→ **所给摘录**
※

统计研究 ›› 2020, Vol. 37 ›› Issue (9): 95-105.doi: 10.19343/j.cnki.11-1302/c.2020.09.009

• • 上一篇    下一篇

高维数据的稳健二分类方法

史兴杰 王赛旎 李扬   

  • 出版日期:2020-09-25 发布日期:2020-09-18

Robust Binary Classification of High-dimensional Data

Shi Xingjie Wang Saini Li Yang   

  • Online:2020-09-25 Published:2020-09-18

摘要: 对于实证研究中经常遇到变量维数高和存在异常值的二分类问题,探索稳健的高维二分类方法显得尤为重要。本文提出基于Lasso惩罚的光滑0-1损失函数二分类法,并利用Fabs 算法高效地解决了变量选择和参数估计问题。数值模拟的结果表明,在不同异常值比例下该方法均具有良好的稳健性。基于CHIP 2013年度数据,利用该方法对农民工子女高中入学决定的影响因素进行了实证研究。分析发现,农民工父母的教育水平、教育水平与家庭经济状况的交互作用、农民工子女性别、性别与民族的交互作用均对农民工子女的入学决定有重要影响。

※

→ **任务材料**

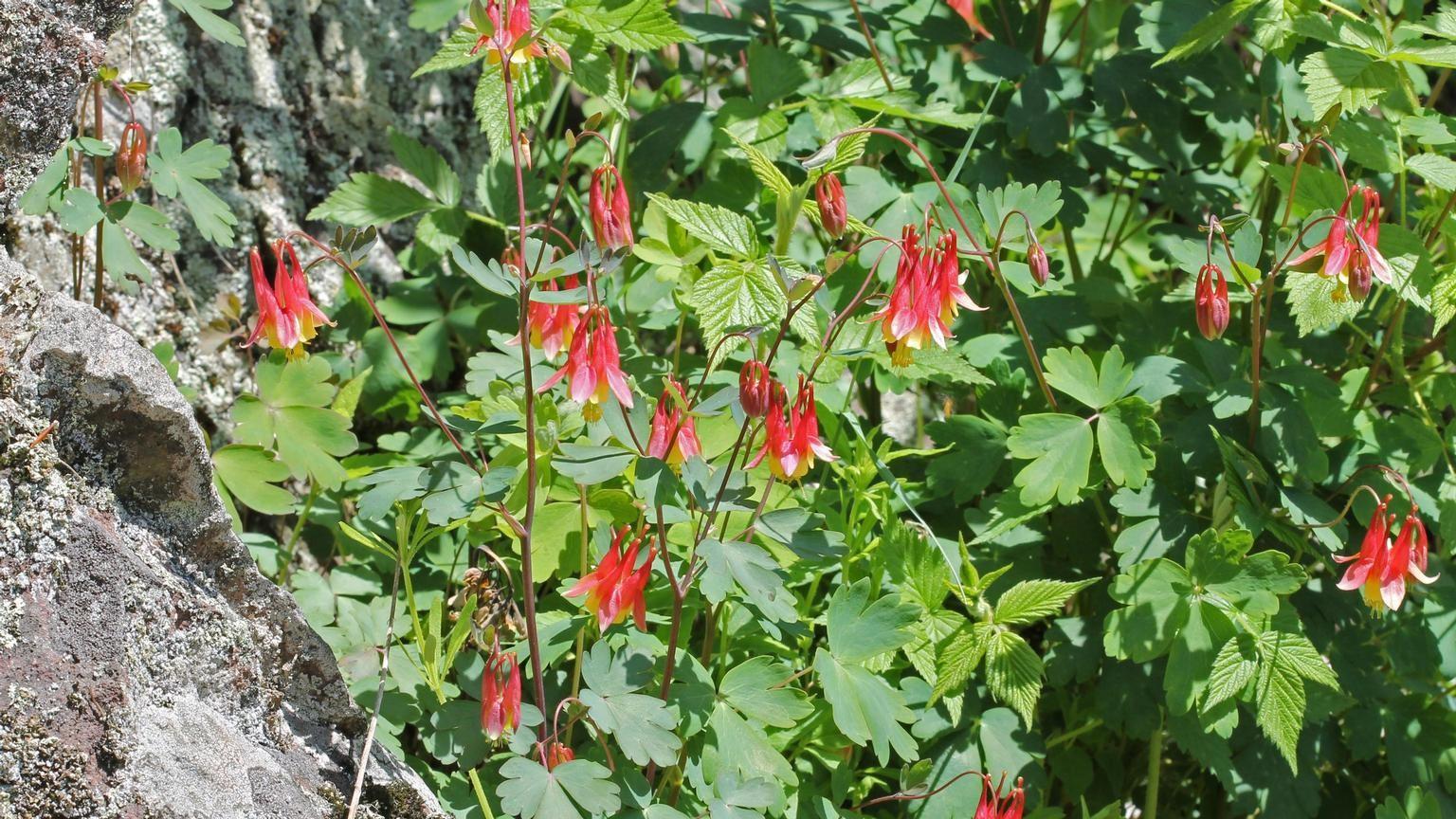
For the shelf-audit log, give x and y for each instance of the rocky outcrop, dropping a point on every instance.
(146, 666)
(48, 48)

※

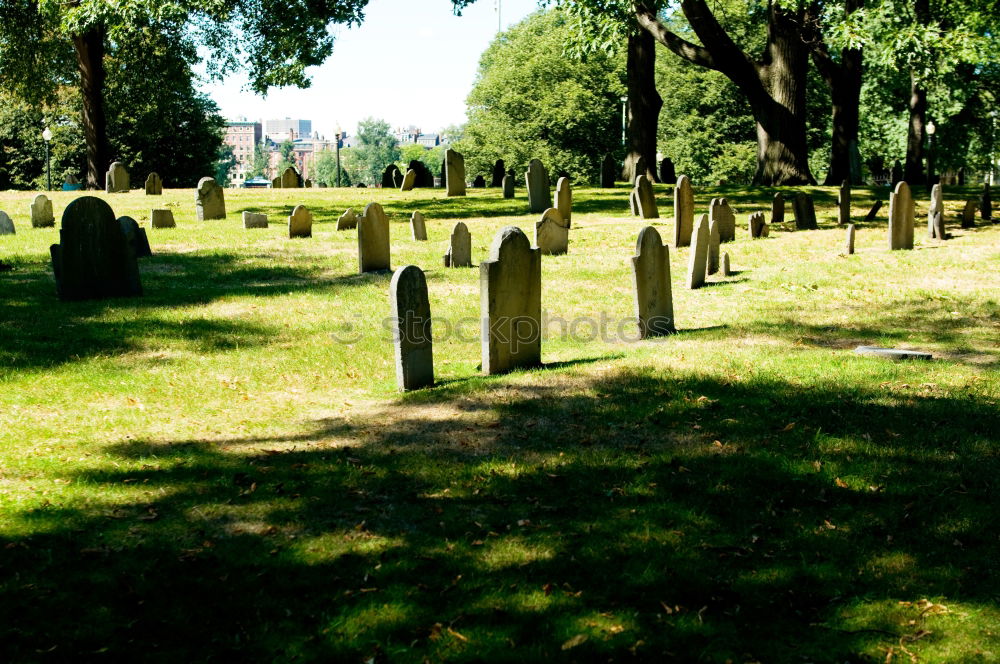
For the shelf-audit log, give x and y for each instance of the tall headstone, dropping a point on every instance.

※

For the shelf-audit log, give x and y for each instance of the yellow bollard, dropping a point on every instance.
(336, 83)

※

→ **练习要求**
#1 根据所给摘录,文中用什么算法来解决变量选择和参数估计问题?
#2 从上面的行中选出所有包含字符串“every”的行,逐行照抄。

→ **作答内容**
#1 Fabs算法。

#2
For the shelf-audit log, give x and y for each instance of the rocky outcrop, dropping a point on every instance.
For the shelf-audit log, give x and y for each instance of the tall headstone, dropping a point on every instance.
For the shelf-audit log, give x and y for each instance of the yellow bollard, dropping a point on every instance.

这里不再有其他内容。